>>>

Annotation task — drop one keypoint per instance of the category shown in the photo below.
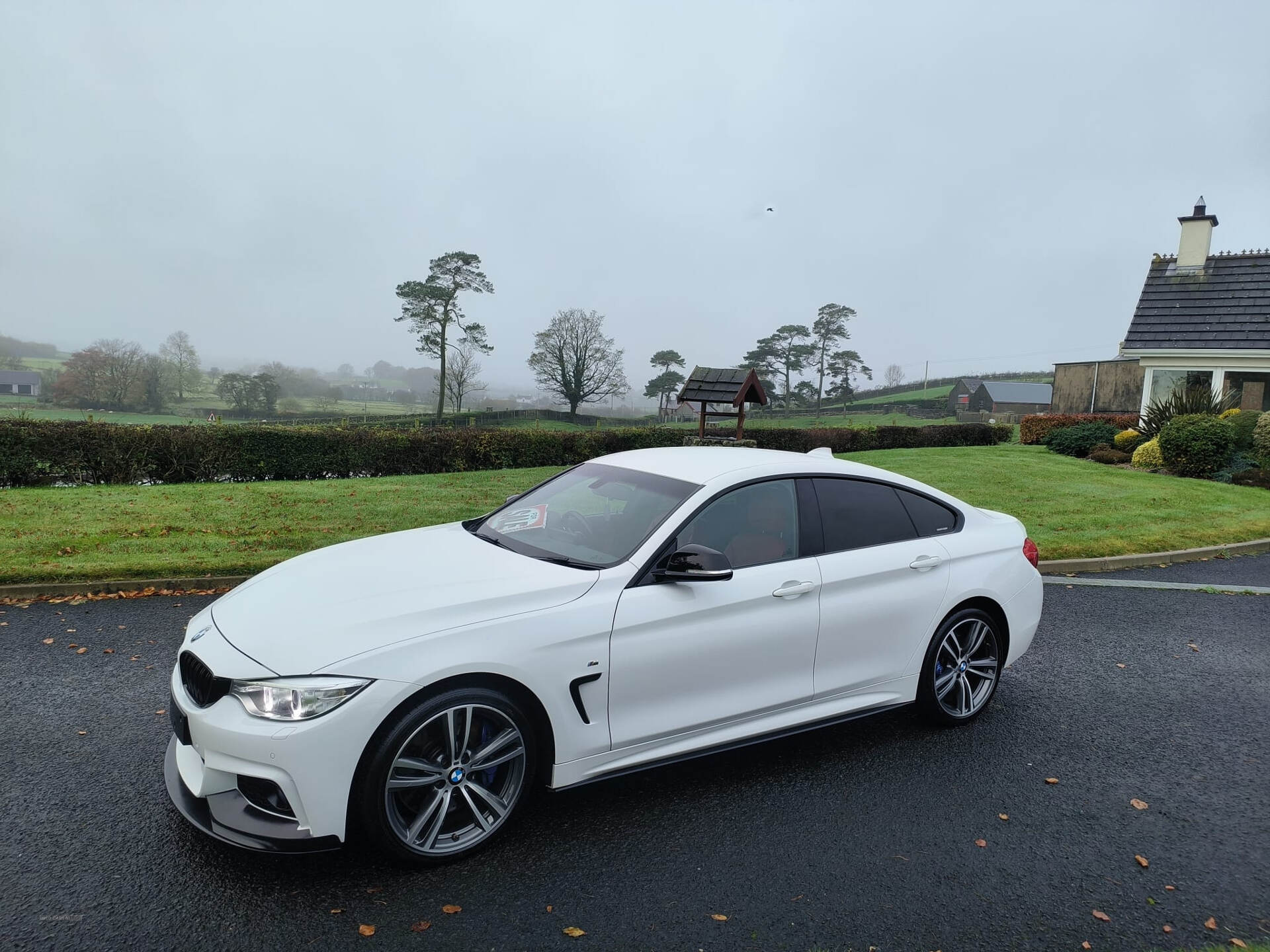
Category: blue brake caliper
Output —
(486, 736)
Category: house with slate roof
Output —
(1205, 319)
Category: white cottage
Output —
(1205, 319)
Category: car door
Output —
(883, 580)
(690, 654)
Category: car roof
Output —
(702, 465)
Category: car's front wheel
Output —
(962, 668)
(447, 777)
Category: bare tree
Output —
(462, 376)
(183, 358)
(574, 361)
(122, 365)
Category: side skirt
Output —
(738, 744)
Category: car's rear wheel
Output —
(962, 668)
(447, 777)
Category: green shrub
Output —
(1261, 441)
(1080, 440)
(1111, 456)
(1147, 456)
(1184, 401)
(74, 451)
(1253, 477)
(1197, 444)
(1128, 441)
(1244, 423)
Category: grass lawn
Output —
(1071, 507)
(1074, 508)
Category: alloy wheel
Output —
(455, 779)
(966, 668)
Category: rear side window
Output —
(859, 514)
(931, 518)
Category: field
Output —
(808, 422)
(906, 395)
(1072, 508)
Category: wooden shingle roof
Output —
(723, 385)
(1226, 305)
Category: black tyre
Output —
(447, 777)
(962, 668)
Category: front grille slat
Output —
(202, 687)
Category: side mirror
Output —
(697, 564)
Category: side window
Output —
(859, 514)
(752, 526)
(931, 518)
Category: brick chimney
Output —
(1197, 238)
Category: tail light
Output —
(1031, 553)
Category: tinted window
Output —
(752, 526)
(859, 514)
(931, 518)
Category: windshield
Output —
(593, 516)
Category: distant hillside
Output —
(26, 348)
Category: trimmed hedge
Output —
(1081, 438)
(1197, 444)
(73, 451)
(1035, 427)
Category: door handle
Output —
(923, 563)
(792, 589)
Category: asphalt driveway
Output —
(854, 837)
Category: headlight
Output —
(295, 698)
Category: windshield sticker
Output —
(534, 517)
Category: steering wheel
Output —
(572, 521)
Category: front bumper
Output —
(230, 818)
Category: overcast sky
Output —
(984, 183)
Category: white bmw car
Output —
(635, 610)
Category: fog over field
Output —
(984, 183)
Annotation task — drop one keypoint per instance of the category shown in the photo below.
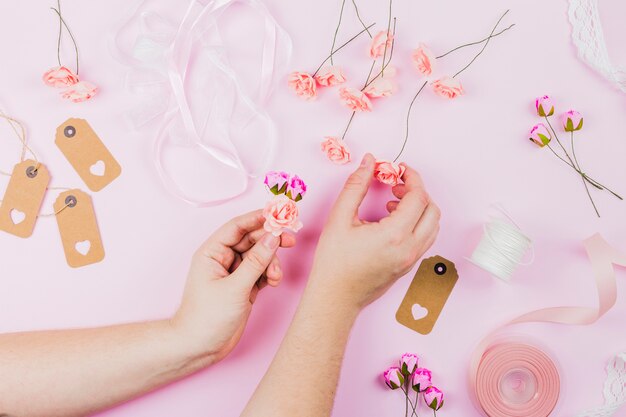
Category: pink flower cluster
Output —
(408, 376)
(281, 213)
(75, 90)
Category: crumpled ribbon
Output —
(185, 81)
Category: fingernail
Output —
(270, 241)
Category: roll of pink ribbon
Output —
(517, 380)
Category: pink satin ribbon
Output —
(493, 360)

<<<
>>>

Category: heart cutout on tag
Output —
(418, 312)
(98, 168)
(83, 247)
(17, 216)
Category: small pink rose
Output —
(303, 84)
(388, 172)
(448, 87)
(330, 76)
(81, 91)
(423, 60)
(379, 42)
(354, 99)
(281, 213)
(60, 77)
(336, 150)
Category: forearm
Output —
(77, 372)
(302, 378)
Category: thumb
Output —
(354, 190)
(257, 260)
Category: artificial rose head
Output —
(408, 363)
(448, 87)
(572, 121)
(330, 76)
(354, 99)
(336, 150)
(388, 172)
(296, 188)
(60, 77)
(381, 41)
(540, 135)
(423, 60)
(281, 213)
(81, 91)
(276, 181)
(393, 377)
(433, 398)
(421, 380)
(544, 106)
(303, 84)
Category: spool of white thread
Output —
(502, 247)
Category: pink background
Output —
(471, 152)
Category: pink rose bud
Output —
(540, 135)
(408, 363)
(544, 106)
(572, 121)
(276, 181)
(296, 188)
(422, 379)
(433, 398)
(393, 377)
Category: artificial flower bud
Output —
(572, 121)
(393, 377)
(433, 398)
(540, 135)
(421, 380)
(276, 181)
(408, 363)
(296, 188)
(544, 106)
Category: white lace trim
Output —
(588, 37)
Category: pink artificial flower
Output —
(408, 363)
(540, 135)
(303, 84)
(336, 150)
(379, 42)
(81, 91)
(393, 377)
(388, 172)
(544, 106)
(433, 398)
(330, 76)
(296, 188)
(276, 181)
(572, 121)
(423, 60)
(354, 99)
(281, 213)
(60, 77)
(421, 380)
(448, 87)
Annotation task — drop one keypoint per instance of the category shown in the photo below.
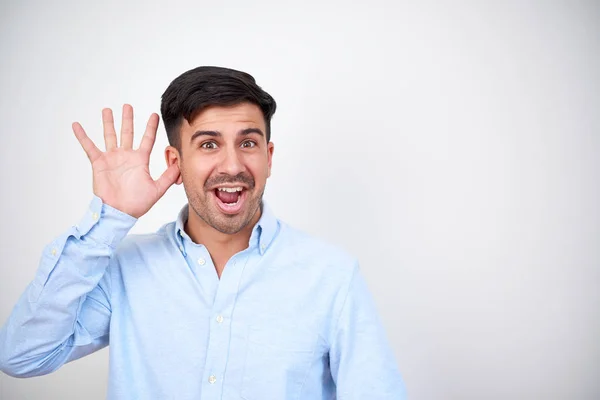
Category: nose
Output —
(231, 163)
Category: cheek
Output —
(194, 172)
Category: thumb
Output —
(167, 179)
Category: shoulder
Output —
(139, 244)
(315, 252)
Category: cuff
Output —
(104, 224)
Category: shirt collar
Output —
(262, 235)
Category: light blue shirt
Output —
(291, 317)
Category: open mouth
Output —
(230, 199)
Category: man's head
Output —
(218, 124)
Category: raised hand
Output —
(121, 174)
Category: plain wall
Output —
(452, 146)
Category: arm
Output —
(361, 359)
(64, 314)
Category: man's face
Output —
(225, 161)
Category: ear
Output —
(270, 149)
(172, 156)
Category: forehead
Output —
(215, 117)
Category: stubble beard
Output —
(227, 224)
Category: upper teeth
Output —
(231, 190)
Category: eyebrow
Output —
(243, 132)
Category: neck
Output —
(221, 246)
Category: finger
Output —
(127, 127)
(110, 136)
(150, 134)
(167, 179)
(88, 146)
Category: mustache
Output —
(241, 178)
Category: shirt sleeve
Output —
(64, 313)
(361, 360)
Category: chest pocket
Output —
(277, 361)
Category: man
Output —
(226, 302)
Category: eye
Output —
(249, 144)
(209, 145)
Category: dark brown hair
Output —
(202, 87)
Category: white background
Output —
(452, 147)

<<<
>>>

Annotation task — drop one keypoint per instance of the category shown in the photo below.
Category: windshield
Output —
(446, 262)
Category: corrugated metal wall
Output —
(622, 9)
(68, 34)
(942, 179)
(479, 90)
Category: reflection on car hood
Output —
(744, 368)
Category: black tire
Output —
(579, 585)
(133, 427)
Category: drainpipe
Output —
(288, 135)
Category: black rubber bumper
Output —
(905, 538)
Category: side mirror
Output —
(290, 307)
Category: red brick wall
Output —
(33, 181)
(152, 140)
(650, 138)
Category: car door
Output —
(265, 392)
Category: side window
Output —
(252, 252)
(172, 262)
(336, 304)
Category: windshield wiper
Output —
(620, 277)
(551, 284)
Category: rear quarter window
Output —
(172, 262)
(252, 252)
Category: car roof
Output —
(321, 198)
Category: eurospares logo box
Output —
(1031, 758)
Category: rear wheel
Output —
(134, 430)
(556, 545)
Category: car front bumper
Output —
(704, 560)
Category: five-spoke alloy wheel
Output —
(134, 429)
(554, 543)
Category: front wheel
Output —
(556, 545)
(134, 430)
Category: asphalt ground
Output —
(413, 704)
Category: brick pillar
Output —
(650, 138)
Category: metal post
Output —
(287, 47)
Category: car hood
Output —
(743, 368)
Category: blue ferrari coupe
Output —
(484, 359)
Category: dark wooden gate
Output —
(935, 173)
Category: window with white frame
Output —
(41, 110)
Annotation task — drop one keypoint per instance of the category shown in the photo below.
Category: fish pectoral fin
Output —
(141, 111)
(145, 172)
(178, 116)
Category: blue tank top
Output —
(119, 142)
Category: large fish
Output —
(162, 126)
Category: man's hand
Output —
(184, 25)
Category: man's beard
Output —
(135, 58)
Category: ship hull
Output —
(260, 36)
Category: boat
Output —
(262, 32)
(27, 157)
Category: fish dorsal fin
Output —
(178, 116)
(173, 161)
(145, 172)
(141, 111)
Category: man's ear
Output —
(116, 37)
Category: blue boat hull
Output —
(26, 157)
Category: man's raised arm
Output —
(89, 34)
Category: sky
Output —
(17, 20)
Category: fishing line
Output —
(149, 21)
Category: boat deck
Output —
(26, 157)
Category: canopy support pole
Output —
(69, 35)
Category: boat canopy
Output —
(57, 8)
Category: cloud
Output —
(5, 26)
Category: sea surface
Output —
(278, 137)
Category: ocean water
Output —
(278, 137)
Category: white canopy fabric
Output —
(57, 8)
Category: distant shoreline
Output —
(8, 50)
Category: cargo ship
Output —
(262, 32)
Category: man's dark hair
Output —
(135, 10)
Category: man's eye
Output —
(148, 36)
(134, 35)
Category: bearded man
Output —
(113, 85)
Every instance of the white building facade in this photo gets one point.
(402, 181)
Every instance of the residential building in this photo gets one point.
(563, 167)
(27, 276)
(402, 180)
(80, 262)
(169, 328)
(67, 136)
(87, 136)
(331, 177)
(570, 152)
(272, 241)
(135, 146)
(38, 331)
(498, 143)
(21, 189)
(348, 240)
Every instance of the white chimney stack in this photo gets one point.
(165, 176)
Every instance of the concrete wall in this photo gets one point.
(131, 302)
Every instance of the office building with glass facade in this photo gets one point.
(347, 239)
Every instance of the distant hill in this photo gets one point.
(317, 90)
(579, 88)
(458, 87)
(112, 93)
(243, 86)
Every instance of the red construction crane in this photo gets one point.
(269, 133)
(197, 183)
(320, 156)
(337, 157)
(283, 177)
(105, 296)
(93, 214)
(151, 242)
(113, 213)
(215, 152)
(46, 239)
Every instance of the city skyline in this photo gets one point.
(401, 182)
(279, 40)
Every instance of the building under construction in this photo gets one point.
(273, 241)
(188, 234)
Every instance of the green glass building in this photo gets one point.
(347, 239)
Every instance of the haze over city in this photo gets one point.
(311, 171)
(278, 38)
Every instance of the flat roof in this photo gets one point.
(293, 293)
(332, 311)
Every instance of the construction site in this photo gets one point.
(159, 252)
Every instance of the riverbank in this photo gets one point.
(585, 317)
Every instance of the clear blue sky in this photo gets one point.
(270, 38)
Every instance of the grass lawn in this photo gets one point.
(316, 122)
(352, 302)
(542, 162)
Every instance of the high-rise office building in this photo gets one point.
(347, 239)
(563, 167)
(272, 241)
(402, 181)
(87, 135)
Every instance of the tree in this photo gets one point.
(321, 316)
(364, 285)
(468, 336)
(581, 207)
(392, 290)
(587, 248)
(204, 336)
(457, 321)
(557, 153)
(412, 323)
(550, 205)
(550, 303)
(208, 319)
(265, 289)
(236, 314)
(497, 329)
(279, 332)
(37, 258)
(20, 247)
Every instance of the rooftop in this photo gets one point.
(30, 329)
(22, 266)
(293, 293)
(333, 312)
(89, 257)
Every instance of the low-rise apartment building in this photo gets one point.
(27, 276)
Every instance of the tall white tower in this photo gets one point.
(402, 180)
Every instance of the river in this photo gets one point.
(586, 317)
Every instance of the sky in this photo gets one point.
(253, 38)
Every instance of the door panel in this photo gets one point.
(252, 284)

<<<

### What you should do
In the entries above, find the line holding "Category: light blue shirt" and the line holding "Category: white background", then retype exactly those two lines and every line between them, and nothing else.

### Written reply
Category: light blue shirt
Output —
(291, 317)
Category: open mouth
Output —
(230, 199)
Category: man's head
Output —
(218, 124)
Category: raised hand
Output —
(121, 174)
Category: plain wall
Output —
(452, 146)
Category: arm
Output —
(361, 359)
(64, 314)
Category: man's face
Output —
(225, 161)
Category: ear
Output —
(270, 149)
(172, 156)
Category: forehead
Output —
(215, 117)
Category: stubble beard
Output —
(227, 224)
Category: upper teeth
Output —
(231, 190)
Category: eyebrow
Output —
(243, 132)
Category: neck
Output —
(221, 246)
Category: finger
Output —
(127, 127)
(110, 136)
(150, 134)
(167, 179)
(88, 146)
Category: mustache
Output —
(241, 178)
Category: shirt sleeve
Output —
(64, 313)
(361, 360)
Category: chest pocket
Output —
(277, 361)
Category: man
Output —
(226, 302)
Category: eye
Output —
(249, 144)
(209, 145)
Category: dark brown hair
Output —
(202, 87)
Category: white background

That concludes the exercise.